▶ **Requirement**: Revise the lines below, replacing "dark storm cloud" with "thundercloud" everywhere and leaving all else unchanged. Omit the pictures from your answer.

▶ **Records supplied**:
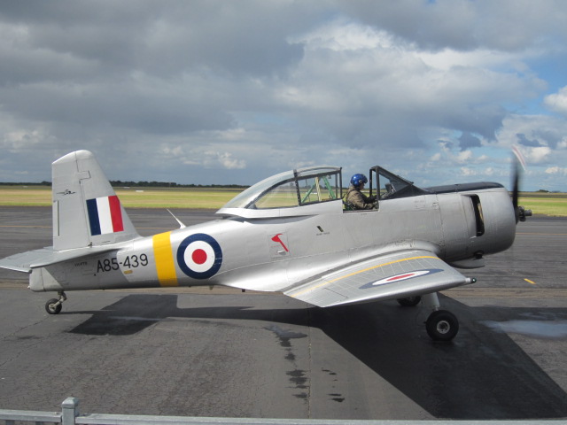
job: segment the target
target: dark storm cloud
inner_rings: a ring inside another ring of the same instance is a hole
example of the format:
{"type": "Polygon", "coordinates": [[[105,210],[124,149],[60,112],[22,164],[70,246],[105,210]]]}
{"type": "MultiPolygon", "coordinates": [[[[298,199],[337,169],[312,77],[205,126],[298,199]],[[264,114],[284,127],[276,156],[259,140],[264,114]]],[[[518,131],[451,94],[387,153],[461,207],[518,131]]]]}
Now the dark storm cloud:
{"type": "Polygon", "coordinates": [[[560,4],[4,2],[0,181],[84,148],[120,180],[220,183],[378,158],[440,178],[517,134],[561,152],[564,120],[510,113],[563,111],[530,68],[566,44],[560,4]]]}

▶ **Solved problem**:
job: segment the target
target: thundercloud
inner_rings: a ring inside another ring of the same instance is a hole
example of the format:
{"type": "Polygon", "coordinates": [[[105,210],[124,149],[60,112],[22,164],[70,246],[105,210]]]}
{"type": "MultiPolygon", "coordinates": [[[[298,199],[337,169],[312,77],[205,126],[298,199]],[[264,114],[284,127],[276,156],[259,140],[264,114]]],[[[518,131],[451,94],[387,153],[461,207],[518,131]]]]}
Now the thundercloud:
{"type": "Polygon", "coordinates": [[[560,4],[4,2],[0,181],[84,148],[120,180],[220,183],[378,158],[440,178],[517,134],[561,152],[564,120],[510,113],[563,111],[530,68],[566,44],[560,4]]]}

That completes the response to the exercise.